> Task requirements
From the line that contains "of the utility" to the final line of the entries below, write out every line exactly as it appears, and nothing else.

> Material for this exercise
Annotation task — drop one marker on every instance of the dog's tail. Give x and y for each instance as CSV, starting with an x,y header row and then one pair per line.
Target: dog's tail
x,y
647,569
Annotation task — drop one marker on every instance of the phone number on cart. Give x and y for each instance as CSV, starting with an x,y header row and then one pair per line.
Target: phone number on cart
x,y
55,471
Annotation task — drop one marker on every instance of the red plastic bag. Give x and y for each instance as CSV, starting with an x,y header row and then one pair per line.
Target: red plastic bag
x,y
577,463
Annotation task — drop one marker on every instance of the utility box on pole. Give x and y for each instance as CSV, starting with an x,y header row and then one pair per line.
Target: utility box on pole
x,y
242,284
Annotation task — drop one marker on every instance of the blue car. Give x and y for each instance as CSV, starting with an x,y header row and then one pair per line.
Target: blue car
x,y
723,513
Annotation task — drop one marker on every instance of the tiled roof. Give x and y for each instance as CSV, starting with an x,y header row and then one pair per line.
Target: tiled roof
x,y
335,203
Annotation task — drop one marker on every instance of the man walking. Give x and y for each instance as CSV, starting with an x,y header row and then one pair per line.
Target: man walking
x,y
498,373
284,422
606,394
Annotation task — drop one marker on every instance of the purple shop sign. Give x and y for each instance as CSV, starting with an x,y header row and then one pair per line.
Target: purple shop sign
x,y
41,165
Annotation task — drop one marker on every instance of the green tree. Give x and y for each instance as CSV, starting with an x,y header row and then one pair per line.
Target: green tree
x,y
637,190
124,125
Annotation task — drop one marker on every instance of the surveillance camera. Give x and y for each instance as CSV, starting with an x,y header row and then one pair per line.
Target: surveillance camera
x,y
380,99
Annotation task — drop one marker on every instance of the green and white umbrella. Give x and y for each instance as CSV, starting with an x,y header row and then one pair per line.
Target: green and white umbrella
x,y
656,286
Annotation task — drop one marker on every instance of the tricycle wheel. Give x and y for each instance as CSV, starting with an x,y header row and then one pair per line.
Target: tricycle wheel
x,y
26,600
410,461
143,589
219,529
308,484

> Response to the exercise
Annotation task — drop one marker on every instance of the utility box on pole. Give x and y for each instance as CSV, starting with an x,y header row and then one pair per line.
Target: utility box on pole
x,y
242,284
Annotation task — drop one marker on every instance of the blue car. Give x and y for each instance as CSV, starting with an x,y header row and then one pair per line.
Target: blue car
x,y
723,513
Annotation task — drop one marker on every instance of the tiled roof. Give x and y for each instance as CSV, starting with an x,y header row and then one pair per line.
Target: tiled roof
x,y
335,203
Annotation task — drop one marker on every instance of the man walking. Give x and y for each instance as CSV, starting with an x,y header row and then one pair per line.
Target: man walking
x,y
498,373
284,422
606,394
Annotation task — drop one marker on every instance of the purple shop sign. Give x and y for each instance as CSV, starting with an x,y header row and then one pair per line.
Target: purple shop sign
x,y
41,165
Annotation task — drop one marker on every instance of the green tree. Give x and y for each instance as CSV, starting with an x,y header row and then one pair per line.
Target: green tree
x,y
637,190
124,125
Annotation task — drop one marker on every instance of the surveillance camera. Give x and y for each instance as CSV, starting with an x,y header row and then one pair per line.
Target: surveillance camera
x,y
380,99
Annotation task — drop one marker on every instance of the green and white umbrella. Give x and y for each instance as CSV, starting with an x,y header row and then one pair per line.
Target: green and white umbrella
x,y
656,286
Annotation task — drop one marker on every instance of the tricycle wheel. Give x and y for each instance as CSV, starting with an x,y header row and then one pair per line.
Target: tricycle wheel
x,y
26,600
410,461
143,589
219,529
308,484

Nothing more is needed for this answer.